Text shown
#####

From smartphones and TVs to credit cards, technologies that manipulate light are deeply embedded in our daily lives, many of which are based on holography. However, conventional holographic technologies have faced limitations, particularly in displaying multiple images on a single screen and in maintaining high-resolution image quality. Recently, a research team led by Professor Junsuk Rho at POSTECH (Pohang University of Science and Technology) has developed a groundbreaking metasurface technology that can display up to 36 high-resolution images on a surface thinner than a human hair. This research has been published in Advanced Science.
This achievement is driven by a special nanostructure known as a metasurface. Hundreds of times thinner than a human hair, the metasurface is capable of precisely manipulating light as it passes through. The team fabricated nanometer-scale pillars using silicon nitride, a material known for its robustness and excellent optical transparency. These pillars, referred to as meta-atoms, allow for fine control of light on the metasurface.

#####

Provided data
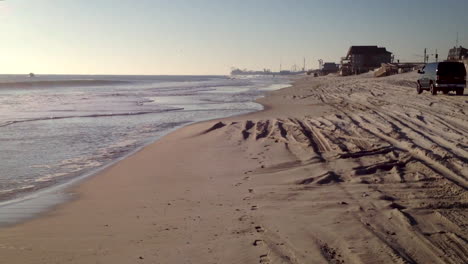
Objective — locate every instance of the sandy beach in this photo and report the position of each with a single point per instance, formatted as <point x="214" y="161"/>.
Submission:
<point x="334" y="170"/>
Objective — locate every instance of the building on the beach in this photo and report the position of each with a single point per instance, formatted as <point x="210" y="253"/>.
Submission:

#####

Tasks
(1) According to the passage on metasurface holography, what material did the team use to fabricate the nanometer-scale pillars?
(2) Duplicate the part of the metasurface holography passage between "From smartphones and" and "in Advanced Science.", inclusive.

Expected answers
(1) Silicon nitride.

(2)
From smartphones and TVs to credit cards, technologies that manipulate light are deeply embedded in our daily lives, many of which are based on holography. However, conventional holographic technologies have faced limitations, particularly in displaying multiple images on a single screen and in maintaining high-resolution image quality. Recently, a research team led by Professor Junsuk Rho at POSTECH (Pohang University of Science and Technology) has developed a groundbreaking metasurface technology that can display up to 36 high-resolution images on a surface thinner than a human hair. This research has been published in Advanced Science.